▸ **EXERCISE GOAL**
Put the lines of the records into a numbered list, leaving out blank lines, from the start of the records through the line containing "x=284, y=717".

▸ **DATA RECORDS**
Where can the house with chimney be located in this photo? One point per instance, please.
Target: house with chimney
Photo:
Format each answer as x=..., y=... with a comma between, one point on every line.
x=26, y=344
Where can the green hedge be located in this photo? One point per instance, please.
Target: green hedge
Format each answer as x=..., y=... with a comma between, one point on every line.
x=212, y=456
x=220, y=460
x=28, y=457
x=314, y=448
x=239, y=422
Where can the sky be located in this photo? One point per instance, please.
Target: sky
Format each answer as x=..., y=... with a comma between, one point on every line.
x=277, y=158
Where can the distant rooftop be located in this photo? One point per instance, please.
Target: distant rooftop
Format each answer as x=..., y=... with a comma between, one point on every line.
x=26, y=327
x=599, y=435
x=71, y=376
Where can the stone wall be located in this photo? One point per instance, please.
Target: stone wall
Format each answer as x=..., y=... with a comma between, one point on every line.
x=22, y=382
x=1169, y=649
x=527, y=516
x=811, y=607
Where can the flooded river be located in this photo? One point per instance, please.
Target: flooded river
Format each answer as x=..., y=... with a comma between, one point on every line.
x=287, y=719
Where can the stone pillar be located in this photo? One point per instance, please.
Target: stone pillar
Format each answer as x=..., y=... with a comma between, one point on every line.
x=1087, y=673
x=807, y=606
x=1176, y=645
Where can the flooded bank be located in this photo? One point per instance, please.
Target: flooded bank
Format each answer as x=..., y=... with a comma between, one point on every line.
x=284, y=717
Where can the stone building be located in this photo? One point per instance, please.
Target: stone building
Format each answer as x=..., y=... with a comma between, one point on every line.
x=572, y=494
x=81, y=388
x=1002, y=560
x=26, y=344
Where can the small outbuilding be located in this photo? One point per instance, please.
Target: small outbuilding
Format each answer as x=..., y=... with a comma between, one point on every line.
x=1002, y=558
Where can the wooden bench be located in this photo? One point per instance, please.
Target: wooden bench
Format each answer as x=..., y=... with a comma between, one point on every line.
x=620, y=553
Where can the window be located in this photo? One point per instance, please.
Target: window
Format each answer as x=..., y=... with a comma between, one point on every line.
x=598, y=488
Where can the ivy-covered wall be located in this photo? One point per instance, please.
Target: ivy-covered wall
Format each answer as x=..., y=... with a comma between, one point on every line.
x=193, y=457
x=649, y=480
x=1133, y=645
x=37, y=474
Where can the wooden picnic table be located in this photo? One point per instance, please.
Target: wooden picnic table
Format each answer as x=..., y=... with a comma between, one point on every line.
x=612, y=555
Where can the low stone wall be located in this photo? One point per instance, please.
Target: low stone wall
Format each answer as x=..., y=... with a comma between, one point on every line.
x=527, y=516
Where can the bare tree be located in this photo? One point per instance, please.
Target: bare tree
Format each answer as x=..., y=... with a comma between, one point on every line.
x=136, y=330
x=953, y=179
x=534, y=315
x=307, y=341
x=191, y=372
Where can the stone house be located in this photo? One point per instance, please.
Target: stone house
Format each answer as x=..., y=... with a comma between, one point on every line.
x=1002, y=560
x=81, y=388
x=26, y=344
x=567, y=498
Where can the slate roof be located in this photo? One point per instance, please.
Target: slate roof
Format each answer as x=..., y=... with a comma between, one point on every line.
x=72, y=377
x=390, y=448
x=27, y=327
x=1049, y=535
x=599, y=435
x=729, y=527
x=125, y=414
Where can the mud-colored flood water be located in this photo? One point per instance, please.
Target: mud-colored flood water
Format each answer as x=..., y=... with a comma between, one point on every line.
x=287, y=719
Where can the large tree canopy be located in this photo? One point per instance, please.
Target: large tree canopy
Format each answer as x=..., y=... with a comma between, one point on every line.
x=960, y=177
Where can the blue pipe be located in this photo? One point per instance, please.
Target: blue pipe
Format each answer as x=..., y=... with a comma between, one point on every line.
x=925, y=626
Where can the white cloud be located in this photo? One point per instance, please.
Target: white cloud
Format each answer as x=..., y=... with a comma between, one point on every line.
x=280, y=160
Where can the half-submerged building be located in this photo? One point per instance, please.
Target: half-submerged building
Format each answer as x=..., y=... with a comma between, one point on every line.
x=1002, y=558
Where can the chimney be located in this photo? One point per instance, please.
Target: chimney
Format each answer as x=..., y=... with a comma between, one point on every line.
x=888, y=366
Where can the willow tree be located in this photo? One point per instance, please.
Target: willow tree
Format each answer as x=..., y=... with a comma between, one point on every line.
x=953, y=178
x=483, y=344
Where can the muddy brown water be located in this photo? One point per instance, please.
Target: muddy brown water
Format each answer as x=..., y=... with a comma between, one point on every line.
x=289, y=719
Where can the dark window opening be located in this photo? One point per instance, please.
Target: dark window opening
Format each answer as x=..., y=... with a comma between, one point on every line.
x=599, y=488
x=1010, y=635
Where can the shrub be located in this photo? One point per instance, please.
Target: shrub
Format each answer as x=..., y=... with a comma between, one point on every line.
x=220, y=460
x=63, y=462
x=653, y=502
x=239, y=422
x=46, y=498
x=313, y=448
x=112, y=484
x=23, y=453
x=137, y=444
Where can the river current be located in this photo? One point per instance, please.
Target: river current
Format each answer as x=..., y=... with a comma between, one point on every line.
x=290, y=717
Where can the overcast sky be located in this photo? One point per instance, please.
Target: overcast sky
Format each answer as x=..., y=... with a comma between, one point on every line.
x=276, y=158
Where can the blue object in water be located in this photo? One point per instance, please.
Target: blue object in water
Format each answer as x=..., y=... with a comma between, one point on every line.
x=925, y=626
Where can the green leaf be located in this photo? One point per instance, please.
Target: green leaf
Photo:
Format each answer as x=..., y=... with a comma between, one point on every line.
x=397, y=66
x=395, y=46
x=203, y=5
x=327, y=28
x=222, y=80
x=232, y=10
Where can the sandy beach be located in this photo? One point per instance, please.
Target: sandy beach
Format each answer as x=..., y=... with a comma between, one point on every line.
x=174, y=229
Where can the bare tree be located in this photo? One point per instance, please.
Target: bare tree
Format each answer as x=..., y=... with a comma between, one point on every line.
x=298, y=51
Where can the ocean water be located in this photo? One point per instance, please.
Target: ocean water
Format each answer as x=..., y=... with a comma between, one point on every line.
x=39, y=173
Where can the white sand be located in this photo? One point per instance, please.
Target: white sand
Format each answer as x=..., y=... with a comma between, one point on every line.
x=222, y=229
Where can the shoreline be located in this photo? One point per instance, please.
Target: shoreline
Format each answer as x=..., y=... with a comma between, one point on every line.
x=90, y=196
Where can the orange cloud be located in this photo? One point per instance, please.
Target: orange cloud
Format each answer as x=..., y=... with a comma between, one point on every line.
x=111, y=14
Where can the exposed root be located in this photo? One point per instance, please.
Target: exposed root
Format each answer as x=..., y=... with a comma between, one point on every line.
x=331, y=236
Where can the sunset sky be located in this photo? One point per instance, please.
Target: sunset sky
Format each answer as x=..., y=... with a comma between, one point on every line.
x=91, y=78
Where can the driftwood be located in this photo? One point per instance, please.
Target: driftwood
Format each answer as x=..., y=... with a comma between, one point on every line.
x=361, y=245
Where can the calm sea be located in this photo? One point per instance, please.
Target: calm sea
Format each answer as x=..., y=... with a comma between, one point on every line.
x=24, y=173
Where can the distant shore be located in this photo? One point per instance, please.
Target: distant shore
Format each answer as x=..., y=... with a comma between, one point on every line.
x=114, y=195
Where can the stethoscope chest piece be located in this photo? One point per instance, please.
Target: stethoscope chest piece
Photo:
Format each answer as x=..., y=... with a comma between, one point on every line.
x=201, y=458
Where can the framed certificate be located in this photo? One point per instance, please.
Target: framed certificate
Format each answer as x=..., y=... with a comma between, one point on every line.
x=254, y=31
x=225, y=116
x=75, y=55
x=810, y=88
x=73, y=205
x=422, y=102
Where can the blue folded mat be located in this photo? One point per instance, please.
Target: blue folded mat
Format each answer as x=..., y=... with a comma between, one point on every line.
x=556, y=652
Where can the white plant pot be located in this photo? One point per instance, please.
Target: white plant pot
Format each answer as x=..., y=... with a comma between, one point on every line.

▸ **TASK SOLUTION**
1. Where can the house with chimney be located in this photo? One point per instance, please.
2. Target: house with chimney
3. Photo:
4. Format each answer as x=..., y=... with a comma between, one point on every line.
5. x=26, y=344
6. Where can the green hedge be located in this photo? One point per instance, please.
7. Target: green hedge
8. Format each answer as x=..., y=... with a comma between, one point on every line.
9. x=212, y=456
10. x=220, y=460
11. x=28, y=457
12. x=314, y=448
13. x=239, y=422
14. Where can the sky be located in this photo? One point per instance, please.
15. Target: sky
16. Format each answer as x=..., y=... with a comma between, one point on every line.
17. x=277, y=158
18. Where can the distant rooftop be located in this photo? One point per instance, please.
19. Target: distant rooftop
20. Format each answer as x=..., y=... with a comma between, one point on every line.
21. x=26, y=327
22. x=599, y=435
23. x=71, y=376
24. Where can the stone wall be located in this photo? One point per instance, please.
25. Target: stone wall
26. Format each answer as x=..., y=... with a comma between, one point on every line.
27. x=22, y=382
28. x=1169, y=649
29. x=527, y=516
30. x=811, y=607
31. Where can the flooded river be located in this photo? One point per instance, please.
32. Target: flooded river
33. Format each answer as x=..., y=... with a comma between, one point on every line.
34. x=287, y=719
35. Where can the stone pillar be located in this photo? One point per instance, please.
36. Target: stone pillar
37. Format each answer as x=..., y=... with a comma between, one point on every line.
38. x=1087, y=673
39. x=807, y=606
40. x=1176, y=645
41. Where can the flooded bank be located in this photo? One point per instance, please.
42. Target: flooded bank
43. Format each answer as x=..., y=... with a comma between, one point on every line.
44. x=284, y=717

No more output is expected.